• _What the task asks_
Count the lines below that contain the word "vegetation" and give only that number.

Pointing dataset excerpts:
|---|

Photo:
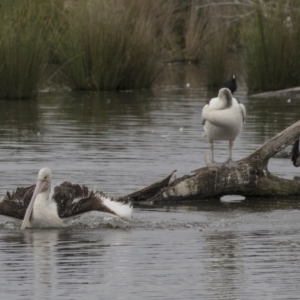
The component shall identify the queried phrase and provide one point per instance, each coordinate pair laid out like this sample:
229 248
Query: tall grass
108 45
22 49
272 41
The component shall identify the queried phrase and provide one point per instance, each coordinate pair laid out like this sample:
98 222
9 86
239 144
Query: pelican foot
231 164
211 163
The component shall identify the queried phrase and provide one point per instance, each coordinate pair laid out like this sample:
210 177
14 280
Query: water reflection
118 143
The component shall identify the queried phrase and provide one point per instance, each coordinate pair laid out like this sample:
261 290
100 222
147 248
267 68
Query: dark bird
37 209
296 154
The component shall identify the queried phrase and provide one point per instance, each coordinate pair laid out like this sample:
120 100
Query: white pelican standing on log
223 118
67 200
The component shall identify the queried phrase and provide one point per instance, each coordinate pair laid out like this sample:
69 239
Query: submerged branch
251 178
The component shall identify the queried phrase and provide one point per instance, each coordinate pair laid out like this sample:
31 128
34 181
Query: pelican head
43 185
226 97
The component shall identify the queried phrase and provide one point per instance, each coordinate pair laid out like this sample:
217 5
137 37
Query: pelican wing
15 204
243 111
74 199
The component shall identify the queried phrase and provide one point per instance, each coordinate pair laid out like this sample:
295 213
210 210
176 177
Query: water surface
118 143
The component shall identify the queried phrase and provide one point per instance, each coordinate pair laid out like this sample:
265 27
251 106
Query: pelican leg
211 146
230 163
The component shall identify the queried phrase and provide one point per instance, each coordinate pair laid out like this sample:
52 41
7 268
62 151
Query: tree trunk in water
250 179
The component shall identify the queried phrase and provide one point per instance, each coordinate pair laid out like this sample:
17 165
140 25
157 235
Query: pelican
296 154
223 119
34 206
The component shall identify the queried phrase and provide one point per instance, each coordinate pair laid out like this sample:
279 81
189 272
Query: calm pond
121 142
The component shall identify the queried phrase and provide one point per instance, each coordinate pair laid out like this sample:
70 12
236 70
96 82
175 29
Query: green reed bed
22 49
272 40
108 45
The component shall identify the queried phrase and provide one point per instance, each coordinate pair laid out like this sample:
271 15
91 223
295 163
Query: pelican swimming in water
296 154
34 206
223 118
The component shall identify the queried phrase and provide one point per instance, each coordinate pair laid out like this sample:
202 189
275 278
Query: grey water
121 142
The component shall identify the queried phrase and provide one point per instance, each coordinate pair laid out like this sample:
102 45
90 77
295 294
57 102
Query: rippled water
120 142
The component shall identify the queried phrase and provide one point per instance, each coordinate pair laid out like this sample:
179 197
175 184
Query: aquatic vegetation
123 44
271 40
108 45
22 49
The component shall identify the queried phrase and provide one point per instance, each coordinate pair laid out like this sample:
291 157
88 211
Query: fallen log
251 179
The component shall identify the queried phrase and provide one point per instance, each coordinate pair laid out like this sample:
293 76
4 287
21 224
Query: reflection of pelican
223 119
68 200
296 154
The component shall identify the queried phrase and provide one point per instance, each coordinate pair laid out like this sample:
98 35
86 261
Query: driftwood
250 179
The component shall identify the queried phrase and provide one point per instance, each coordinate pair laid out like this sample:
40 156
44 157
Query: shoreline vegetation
124 44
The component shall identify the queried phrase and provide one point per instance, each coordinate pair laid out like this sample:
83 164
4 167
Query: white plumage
223 118
68 200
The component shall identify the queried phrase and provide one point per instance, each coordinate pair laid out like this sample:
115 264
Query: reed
22 49
272 43
217 47
108 45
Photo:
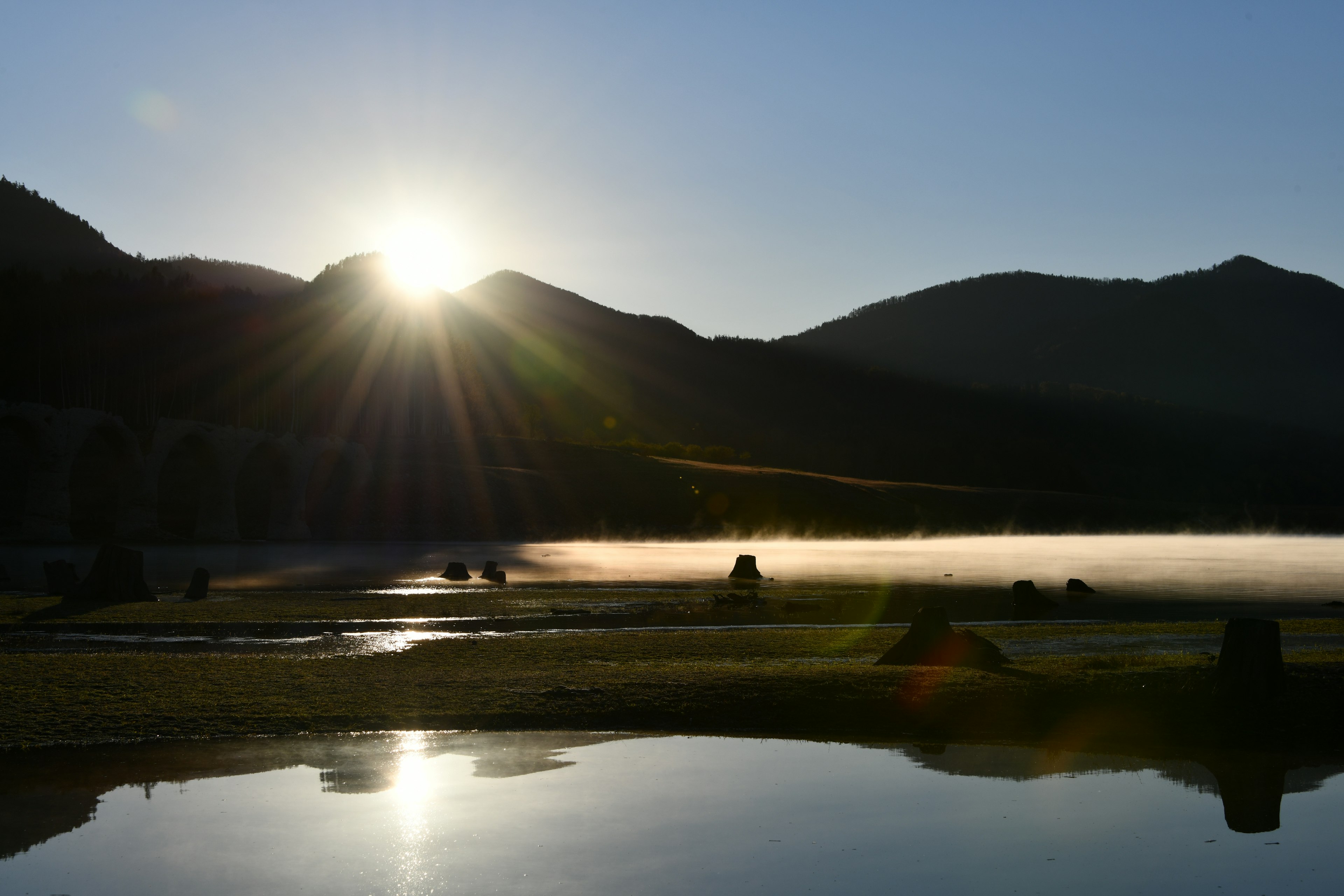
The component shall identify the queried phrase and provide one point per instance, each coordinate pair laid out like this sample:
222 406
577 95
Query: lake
590 812
1136 577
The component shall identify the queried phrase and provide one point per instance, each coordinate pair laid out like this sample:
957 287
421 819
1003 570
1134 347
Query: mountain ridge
350 354
1240 338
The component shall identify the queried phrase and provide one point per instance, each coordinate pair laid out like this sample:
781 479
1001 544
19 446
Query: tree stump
1026 597
1251 665
456 573
118 577
61 577
745 567
200 585
932 643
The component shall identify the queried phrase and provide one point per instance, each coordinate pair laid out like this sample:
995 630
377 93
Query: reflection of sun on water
412 792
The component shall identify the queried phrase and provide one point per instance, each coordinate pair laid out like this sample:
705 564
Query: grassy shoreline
804 681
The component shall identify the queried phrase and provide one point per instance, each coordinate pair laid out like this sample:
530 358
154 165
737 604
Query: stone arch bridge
83 475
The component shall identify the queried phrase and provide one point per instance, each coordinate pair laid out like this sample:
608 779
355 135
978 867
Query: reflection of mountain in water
368 769
1251 785
46 793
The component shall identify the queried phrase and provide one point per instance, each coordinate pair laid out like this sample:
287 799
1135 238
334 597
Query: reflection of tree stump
1251 665
456 573
61 577
118 577
1252 789
200 585
932 643
745 567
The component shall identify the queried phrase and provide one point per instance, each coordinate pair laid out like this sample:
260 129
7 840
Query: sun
419 258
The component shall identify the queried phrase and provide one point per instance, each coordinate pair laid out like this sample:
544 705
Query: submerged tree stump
1026 597
118 577
932 643
745 567
200 585
61 577
456 573
1251 665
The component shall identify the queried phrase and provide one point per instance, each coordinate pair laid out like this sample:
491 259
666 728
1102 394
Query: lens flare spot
154 111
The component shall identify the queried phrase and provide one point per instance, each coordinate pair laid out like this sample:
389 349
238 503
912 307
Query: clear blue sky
745 168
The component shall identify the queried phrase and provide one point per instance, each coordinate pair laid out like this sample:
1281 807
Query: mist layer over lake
582 813
1121 566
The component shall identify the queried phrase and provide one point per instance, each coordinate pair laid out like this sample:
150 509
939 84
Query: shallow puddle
584 813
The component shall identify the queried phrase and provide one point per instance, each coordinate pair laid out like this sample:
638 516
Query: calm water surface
604 813
1172 566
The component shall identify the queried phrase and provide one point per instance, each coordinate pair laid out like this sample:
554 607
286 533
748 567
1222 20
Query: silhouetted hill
1241 338
221 274
40 234
37 234
511 357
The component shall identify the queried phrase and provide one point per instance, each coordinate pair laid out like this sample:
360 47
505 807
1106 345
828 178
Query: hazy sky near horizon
745 168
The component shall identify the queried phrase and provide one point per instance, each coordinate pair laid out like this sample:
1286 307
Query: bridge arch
190 488
21 453
103 480
262 492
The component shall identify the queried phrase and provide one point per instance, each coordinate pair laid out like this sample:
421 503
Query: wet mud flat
785 679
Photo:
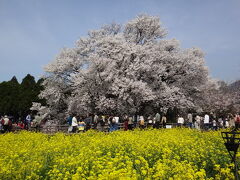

|---|

• _Right answer_
2